start GIVEN PASSAGE
And it turns out that we can do this very easily. There's a nifty function in the standard library called groupby that lets you group anything into runs according to any function. And there's a function isdigit that distinguishes digits and non-digits.
So, this gets us the runs we want:
>>> import itertools
>>> s = 'd13fx4e2'
>>> [''.join(group) for (key, group) in itertools.groupby(s, str.isdigit)]
['d', '13', 'ff', '4', 'e', '2']
Now we zip this up the same way that mshsayem zipped up the characters:
>>> groups = (''.join(group) for (key, group) in itertools.groupby(s, str.isdigit))
>>> ''.join(c*int(d) for (c, d) in zip(groups, groups))
'dddddddddddddfxfxfxfxee'
So:
def expand(s):
groups = (''.join(group) for (key, group) in itertools.groupby(s, str.isdigit))
return ''.join(c*int(d) for (c, d) in zip(groups, groups))
Naive approach (if the digits are only single, and characters are single too):
>>> def expand(s):
s = iter(s)
return "".join(c*int(d) for (c,d) in zip(s,s))
>>> expand("d3s5")
'dddsssss'
Poor explanation:
Terms/functions:
iter() gives you an iterator object.
end GIVEN PASSAGE
STATED PROBLEM 1: Decide whether each statement below agrees with the excerpt: (a) groupby is part of the standard library; (b) the naive approach works when the digits have more than one place; (c) iter() returns a list.
STATED PROBLEM 2: Rewrite the excerpt from "return ''.join(c*int(d) for" to "an iterator object.", substituting "Brief explanation" for "Poor explanation".
Answer using only the excerpt above.
start COLLECTED MATERIAL
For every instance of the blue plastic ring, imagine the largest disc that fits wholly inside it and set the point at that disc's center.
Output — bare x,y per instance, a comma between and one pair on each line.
end COLLECTED MATERIAL
WORKED SOLUTION 1:
(a) Yes: "There's a nifty function in the standard library called groupby"
(b) No: "if the digits are only single, and characters are single too"
(c) No: "iter() gives you an iterator object."

WORKED SOLUTION 2:
return ''.join(c*int(d) for (c, d) in zip(groups, groups))
Naive approach (if the digits are only single, and characters are single too):
>>> def expand(s):
s = iter(s)
return "".join(c*int(d) for (c,d) in zip(s,s))
>>> expand("d3s5")
'dddsssss'
Brief explanation:
Terms/functions:
iter() gives you an iterator object.